→ Assignment
From the entries that follow, report every line in which "field" occurs.

※

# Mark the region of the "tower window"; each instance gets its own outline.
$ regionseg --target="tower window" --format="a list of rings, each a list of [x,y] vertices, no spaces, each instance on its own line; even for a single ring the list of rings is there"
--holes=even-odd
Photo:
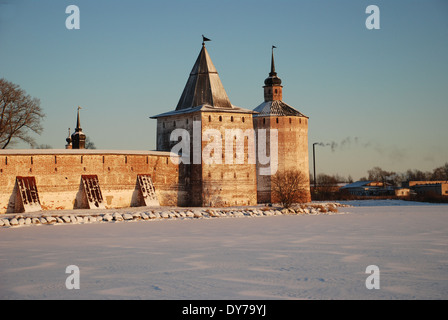
[[[276,94],[278,93],[278,90],[277,90],[277,89],[275,89],[275,93],[276,93]]]
[[[222,116],[219,116],[219,121],[222,121]]]
[[[299,123],[302,124],[302,119],[299,119]]]
[[[243,123],[244,123],[244,117],[241,118],[241,121],[243,121]]]
[[[275,122],[277,122],[277,123],[278,123],[278,118],[276,118],[276,119],[275,119]]]
[[[292,123],[292,119],[291,118],[289,118],[289,124],[291,124]]]
[[[266,124],[266,118],[263,118],[263,124]]]
[[[230,121],[233,122],[233,116],[230,117]]]
[[[173,127],[176,127],[176,121],[173,121]]]
[[[212,116],[208,116],[208,122],[212,122]]]
[[[188,124],[188,119],[187,119],[187,124]]]

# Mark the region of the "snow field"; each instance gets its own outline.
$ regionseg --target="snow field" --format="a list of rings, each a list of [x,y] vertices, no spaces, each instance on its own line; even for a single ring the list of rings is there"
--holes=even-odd
[[[0,299],[448,298],[447,205],[363,203],[254,218],[230,218],[237,209],[194,218],[195,210],[3,227]],[[70,265],[79,267],[79,290],[66,288]],[[365,285],[370,265],[380,270],[378,290]]]

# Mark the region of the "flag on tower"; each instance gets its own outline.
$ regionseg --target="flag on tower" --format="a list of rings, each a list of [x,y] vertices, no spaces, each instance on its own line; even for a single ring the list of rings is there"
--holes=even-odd
[[[204,44],[205,41],[212,41],[207,37],[204,37],[204,35],[202,35],[202,44]]]

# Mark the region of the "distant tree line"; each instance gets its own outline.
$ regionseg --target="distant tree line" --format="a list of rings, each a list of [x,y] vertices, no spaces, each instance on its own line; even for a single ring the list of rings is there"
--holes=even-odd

※

→ Exercise solution
# Mark the region of the "snow field"; each instance gets its own outline.
$ regionseg --target="snow field" --format="a list of rings, each a list of [x,y] vertices, no spaces, each instance on its own line; even for a single ring the list of rings is there"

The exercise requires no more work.